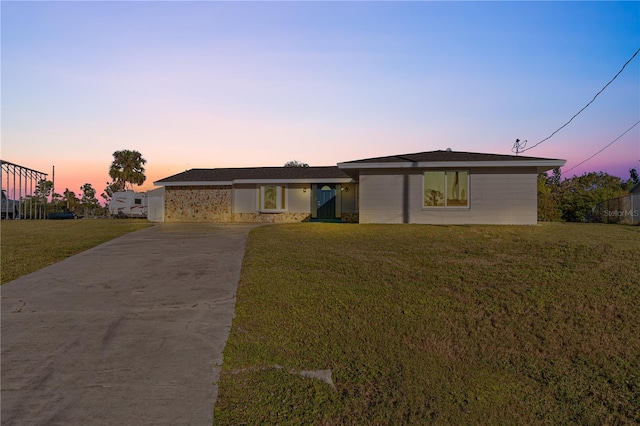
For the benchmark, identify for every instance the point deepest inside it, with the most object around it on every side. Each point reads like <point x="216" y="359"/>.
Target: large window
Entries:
<point x="446" y="188"/>
<point x="272" y="198"/>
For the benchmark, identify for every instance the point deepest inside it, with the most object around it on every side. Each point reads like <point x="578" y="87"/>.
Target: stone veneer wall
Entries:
<point x="198" y="204"/>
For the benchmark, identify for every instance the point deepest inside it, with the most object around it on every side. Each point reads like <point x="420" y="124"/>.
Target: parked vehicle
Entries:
<point x="10" y="208"/>
<point x="128" y="204"/>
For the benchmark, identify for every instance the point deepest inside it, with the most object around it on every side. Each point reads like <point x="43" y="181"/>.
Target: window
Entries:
<point x="272" y="198"/>
<point x="446" y="188"/>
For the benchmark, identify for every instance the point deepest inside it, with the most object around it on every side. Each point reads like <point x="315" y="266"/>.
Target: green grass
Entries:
<point x="436" y="325"/>
<point x="29" y="245"/>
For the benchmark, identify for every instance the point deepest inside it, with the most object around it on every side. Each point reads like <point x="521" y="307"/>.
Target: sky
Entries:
<point x="243" y="84"/>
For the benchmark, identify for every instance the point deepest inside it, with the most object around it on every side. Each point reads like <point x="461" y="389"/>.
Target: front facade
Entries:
<point x="436" y="187"/>
<point x="446" y="187"/>
<point x="264" y="194"/>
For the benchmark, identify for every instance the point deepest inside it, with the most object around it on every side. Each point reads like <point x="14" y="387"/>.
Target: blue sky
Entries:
<point x="227" y="84"/>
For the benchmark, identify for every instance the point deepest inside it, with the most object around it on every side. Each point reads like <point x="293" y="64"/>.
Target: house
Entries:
<point x="435" y="187"/>
<point x="259" y="194"/>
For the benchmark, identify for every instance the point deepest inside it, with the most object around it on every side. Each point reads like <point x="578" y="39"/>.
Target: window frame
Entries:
<point x="445" y="172"/>
<point x="282" y="198"/>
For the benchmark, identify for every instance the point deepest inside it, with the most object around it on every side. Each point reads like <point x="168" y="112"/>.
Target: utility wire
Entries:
<point x="585" y="107"/>
<point x="607" y="146"/>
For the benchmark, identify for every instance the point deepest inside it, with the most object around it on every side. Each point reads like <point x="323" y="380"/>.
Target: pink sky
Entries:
<point x="219" y="84"/>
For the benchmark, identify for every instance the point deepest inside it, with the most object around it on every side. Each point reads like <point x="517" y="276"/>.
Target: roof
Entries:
<point x="448" y="158"/>
<point x="229" y="176"/>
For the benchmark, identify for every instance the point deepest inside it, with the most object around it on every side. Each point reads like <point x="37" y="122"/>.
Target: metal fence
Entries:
<point x="619" y="210"/>
<point x="18" y="187"/>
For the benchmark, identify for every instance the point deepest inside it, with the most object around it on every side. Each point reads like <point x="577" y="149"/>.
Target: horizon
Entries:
<point x="216" y="84"/>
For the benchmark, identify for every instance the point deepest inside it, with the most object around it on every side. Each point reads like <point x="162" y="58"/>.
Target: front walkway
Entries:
<point x="129" y="332"/>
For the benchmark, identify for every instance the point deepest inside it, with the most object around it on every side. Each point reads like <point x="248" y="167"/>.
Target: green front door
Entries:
<point x="326" y="201"/>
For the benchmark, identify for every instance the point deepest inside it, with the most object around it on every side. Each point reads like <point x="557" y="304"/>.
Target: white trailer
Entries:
<point x="128" y="204"/>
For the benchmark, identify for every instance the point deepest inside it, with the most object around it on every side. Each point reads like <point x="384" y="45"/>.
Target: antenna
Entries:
<point x="518" y="146"/>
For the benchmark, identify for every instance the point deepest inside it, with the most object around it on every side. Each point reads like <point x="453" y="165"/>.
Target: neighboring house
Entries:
<point x="437" y="187"/>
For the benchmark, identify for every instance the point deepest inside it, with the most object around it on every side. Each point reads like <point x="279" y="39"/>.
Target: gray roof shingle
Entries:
<point x="438" y="156"/>
<point x="255" y="173"/>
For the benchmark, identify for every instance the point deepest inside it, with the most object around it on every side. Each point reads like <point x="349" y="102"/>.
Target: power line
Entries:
<point x="583" y="108"/>
<point x="607" y="146"/>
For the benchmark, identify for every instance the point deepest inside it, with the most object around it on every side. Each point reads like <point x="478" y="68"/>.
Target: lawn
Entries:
<point x="29" y="245"/>
<point x="436" y="325"/>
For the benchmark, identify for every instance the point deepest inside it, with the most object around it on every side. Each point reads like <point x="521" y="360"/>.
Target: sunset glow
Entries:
<point x="225" y="84"/>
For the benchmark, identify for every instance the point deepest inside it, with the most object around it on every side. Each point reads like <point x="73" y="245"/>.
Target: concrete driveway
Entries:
<point x="128" y="333"/>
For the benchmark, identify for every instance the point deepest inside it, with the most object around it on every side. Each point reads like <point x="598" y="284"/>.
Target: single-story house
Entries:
<point x="435" y="187"/>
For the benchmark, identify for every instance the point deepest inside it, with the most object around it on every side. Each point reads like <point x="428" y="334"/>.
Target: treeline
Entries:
<point x="573" y="199"/>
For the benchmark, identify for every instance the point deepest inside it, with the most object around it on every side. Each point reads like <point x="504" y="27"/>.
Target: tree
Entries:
<point x="43" y="189"/>
<point x="295" y="163"/>
<point x="69" y="197"/>
<point x="89" y="199"/>
<point x="127" y="169"/>
<point x="110" y="189"/>
<point x="580" y="194"/>
<point x="633" y="177"/>
<point x="548" y="209"/>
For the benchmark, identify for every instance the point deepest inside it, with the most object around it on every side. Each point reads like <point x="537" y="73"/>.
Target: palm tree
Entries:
<point x="127" y="168"/>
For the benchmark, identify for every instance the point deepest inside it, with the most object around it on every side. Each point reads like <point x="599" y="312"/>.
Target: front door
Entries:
<point x="326" y="201"/>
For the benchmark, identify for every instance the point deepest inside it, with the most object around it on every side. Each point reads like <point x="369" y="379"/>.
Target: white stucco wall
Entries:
<point x="245" y="198"/>
<point x="496" y="196"/>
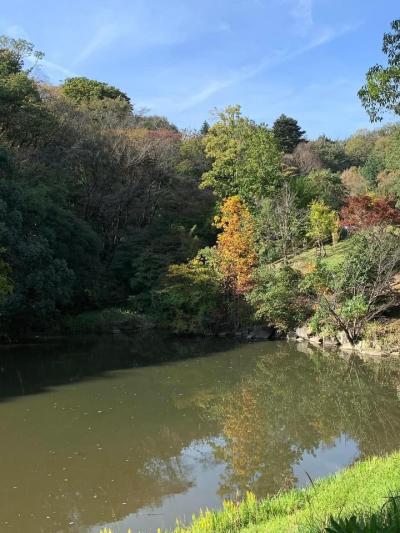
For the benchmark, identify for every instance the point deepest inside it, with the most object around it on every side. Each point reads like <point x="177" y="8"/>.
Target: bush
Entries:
<point x="277" y="297"/>
<point x="191" y="299"/>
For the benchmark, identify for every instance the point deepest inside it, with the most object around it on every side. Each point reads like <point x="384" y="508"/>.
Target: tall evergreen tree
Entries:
<point x="287" y="133"/>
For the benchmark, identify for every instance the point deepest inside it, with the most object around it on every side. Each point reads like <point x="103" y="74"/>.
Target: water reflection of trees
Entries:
<point x="292" y="404"/>
<point x="260" y="406"/>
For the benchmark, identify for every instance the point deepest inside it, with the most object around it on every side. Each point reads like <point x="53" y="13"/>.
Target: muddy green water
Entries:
<point x="137" y="432"/>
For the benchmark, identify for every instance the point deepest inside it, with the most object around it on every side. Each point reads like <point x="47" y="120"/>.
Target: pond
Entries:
<point x="136" y="432"/>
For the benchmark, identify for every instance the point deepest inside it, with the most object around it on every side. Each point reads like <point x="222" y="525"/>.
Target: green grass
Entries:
<point x="334" y="255"/>
<point x="359" y="490"/>
<point x="101" y="320"/>
<point x="357" y="499"/>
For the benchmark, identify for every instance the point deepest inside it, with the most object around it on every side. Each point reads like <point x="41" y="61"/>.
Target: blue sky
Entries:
<point x="304" y="58"/>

————

- [Directions] Copy every line of the data exactly as written, excluding the pictures.

- [Exercise response]
For the benchmark, identify for every instance the point deepest inside it, with the most object around it on every side. Each point reads like <point x="216" y="359"/>.
Target: large window
Entries:
<point x="446" y="188"/>
<point x="272" y="198"/>
For the benchmark, identify for every instance the point deepest inside it, with the most object around it on every side. Each point reads like <point x="578" y="87"/>.
Target: stone veneer wall
Entries:
<point x="198" y="204"/>
For the benchmark, identify for every instance the point deepest inside it, with the most object around it on every side. Each point reads like <point x="420" y="124"/>.
Target: parked vehicle
Entries:
<point x="10" y="208"/>
<point x="128" y="204"/>
For the benchmark, identify for every instance the point deepest inside it, with the most object around it on every side. Each point reads like <point x="43" y="181"/>.
Target: window
Entries:
<point x="272" y="198"/>
<point x="446" y="188"/>
For the benchmark, identify for every instance the point deepest inside it, with the most object around it on every side. Each point reads like <point x="315" y="266"/>.
Target: green grass
Entries:
<point x="436" y="325"/>
<point x="29" y="245"/>
For the benchmark, identify for every instance the point deepest inside it, with the most object around it on every side. Each point reads like <point x="521" y="307"/>.
Target: sky
Entries:
<point x="243" y="84"/>
For the benchmark, identify for every instance the point deepest inside it, with the most object around it on every side. Each point reads like <point x="461" y="389"/>.
Target: front facade
Entries:
<point x="436" y="187"/>
<point x="446" y="187"/>
<point x="264" y="194"/>
For the benchmark, identify for every instance the point deepest inside it, with the most object around it on every side. Each point reads like <point x="14" y="387"/>.
Target: blue sky
Entries:
<point x="227" y="84"/>
For the benchmark, identify for every instance the point deepest inside it, with the most object around it on every side. Each point reads like <point x="293" y="64"/>.
Target: house
Entries:
<point x="435" y="187"/>
<point x="259" y="194"/>
For the benchmark, identify for every instance the point deepest inside it, with the most object around it on every side. Each point reads like <point x="578" y="39"/>.
Target: window frame
Entries:
<point x="445" y="172"/>
<point x="282" y="198"/>
For the benchmark, identify for every instance the point deepest inside it, with the most object around it on every side. Each point reads like <point x="168" y="112"/>.
Target: utility wire
Entries:
<point x="585" y="107"/>
<point x="607" y="146"/>
For the benchmark, identify for every instance the point deepest inside it, with the most object around it on every side. Each point reads like <point x="323" y="380"/>.
Target: pink sky
Entries:
<point x="219" y="84"/>
For the benchmark, identify for every instance the point deepest inside it, with the most object around it on every side. Each point reads like <point x="517" y="276"/>.
Target: roof
Entries:
<point x="448" y="158"/>
<point x="229" y="176"/>
For the benchmark, identify for every instance the point deepest inside it, with the most object around it on every side. Each point reads like <point x="37" y="122"/>.
Target: metal fence
Entries:
<point x="619" y="210"/>
<point x="18" y="187"/>
For the benchmark, identify for every instance the point deepest inside it, with the most object around it on every side. Each point reads like <point x="577" y="149"/>.
Target: horizon
Entries:
<point x="216" y="84"/>
For the benchmark, identify for every instance the point deepest inside it, with the most object around it on every side. Each point reads like <point x="162" y="58"/>.
Target: front walkway
Entries:
<point x="129" y="332"/>
For the benchmark, identify for every instance the point deepest inside it, with the most object around it on every side. Each point reads like <point x="248" y="167"/>.
Target: green front door
Entries:
<point x="326" y="201"/>
For the benchmark, identify for every instance the point deepest inside it, with the most object around it on every side. Each point reads like <point x="557" y="304"/>.
Target: white trailer
Entries:
<point x="128" y="204"/>
For the benchmark, identify for every instance the point deepest inside it, with the most object around it on every side. Each point reads like <point x="384" y="45"/>.
Target: antenna
Entries:
<point x="518" y="146"/>
For the benchmark, identify for every instance the point deepest inside it, with the most object around it on every side. Each point reads like <point x="453" y="165"/>.
Target: neighboring house
Entries:
<point x="437" y="187"/>
For the benchmark, identify for every instance the point deepest inside it, with the most object around it on every side. Each point reads like <point x="279" y="39"/>.
Target: gray roof shingle
Entries:
<point x="438" y="156"/>
<point x="255" y="173"/>
For the benchmark, identify for every instance the point deepest inside it, with the most object around it on every side. Each point reads like <point x="349" y="102"/>.
Target: power line
Entries:
<point x="583" y="108"/>
<point x="607" y="146"/>
For the benchmark, identify for every instance the point deepest inside it, with the most object around it on every side. Each point reads like <point x="478" y="68"/>.
Target: lawn
Entries:
<point x="29" y="245"/>
<point x="436" y="325"/>
For the benchmark, identify for every instance the point deepest inside it, with the most object around it on every side. Each point reads like <point x="521" y="360"/>.
Target: sunset glow
Entries:
<point x="225" y="84"/>
For the benchmark, identify for every instance the point deepest inside it, with the most object around it on every side. Each point reads like <point x="73" y="245"/>.
Target: concrete driveway
Entries:
<point x="128" y="333"/>
For the benchmark, identify for every instance the point deepest inside it, with the most object around it on every side. Each point reads like <point x="598" y="284"/>.
Target: single-story house
Entries:
<point x="435" y="187"/>
For the benchmark, identify for every instance the point deepest inside it, with the most object around it on every side. Each point reads like <point x="428" y="334"/>.
Target: treeline
Entries:
<point x="573" y="199"/>
For the benchmark, identify for every instance the point deepest inside it, with the most object around it on every side. Each point reads like <point x="504" y="27"/>.
Target: tree
Entries:
<point x="43" y="189"/>
<point x="295" y="163"/>
<point x="69" y="197"/>
<point x="89" y="199"/>
<point x="127" y="169"/>
<point x="110" y="189"/>
<point x="580" y="194"/>
<point x="633" y="177"/>
<point x="548" y="209"/>
For the benchmark, identify for every instance the point deepest inside it, with the most object around it on every side. Each point reads like <point x="537" y="73"/>.
Target: palm tree
Entries:
<point x="127" y="168"/>
For the benchmark, identify for every instance the point deepest inside it, with the most object around it on every side. Each point reads like <point x="599" y="312"/>.
Target: front door
Entries:
<point x="326" y="201"/>
For the benchmark, identify for every instance the point deepest inside it, with the most object around it on every side. Each point reads like <point x="369" y="379"/>.
Target: white stucco wall
Entries:
<point x="245" y="198"/>
<point x="496" y="196"/>
For the benchmark, identify for every instance the point deepest inside it, with the most object around it on every side. Each point reads like <point x="177" y="8"/>.
Target: bush
Entries:
<point x="277" y="297"/>
<point x="191" y="299"/>
For the benchmark, identify for every instance the point deepest inside it, with the most object around it on every side. Each point reads like <point x="384" y="508"/>.
Target: tall evergreen tree
Entries:
<point x="287" y="133"/>
For the benchmark, identify for every instance the point deepest inside it, with the most object around it on every side. Each point reads like <point x="103" y="74"/>.
Target: water reflection of trees
Entries:
<point x="292" y="404"/>
<point x="260" y="406"/>
For the benchmark, identify for every instance the point deepest inside it, with the most object around it on every side. Each point reads like <point x="53" y="13"/>.
Target: muddy green water
Entries:
<point x="137" y="432"/>
For the benchmark, identify for every instance the point deepest inside it, with the most object around it on every side. Each point reads like <point x="47" y="120"/>.
Target: pond
Entries:
<point x="136" y="432"/>
For the benchmark, identify for every instance the point deepest inside it, with the most object around it on every side. Each point reads like <point x="222" y="525"/>.
Target: green grass
Entries:
<point x="334" y="255"/>
<point x="359" y="490"/>
<point x="101" y="320"/>
<point x="357" y="499"/>
For the benchmark, identify for every instance the point deepest inside it, with the most object around it on every side. Each point reads like <point x="41" y="61"/>.
Target: blue sky
Entries:
<point x="304" y="58"/>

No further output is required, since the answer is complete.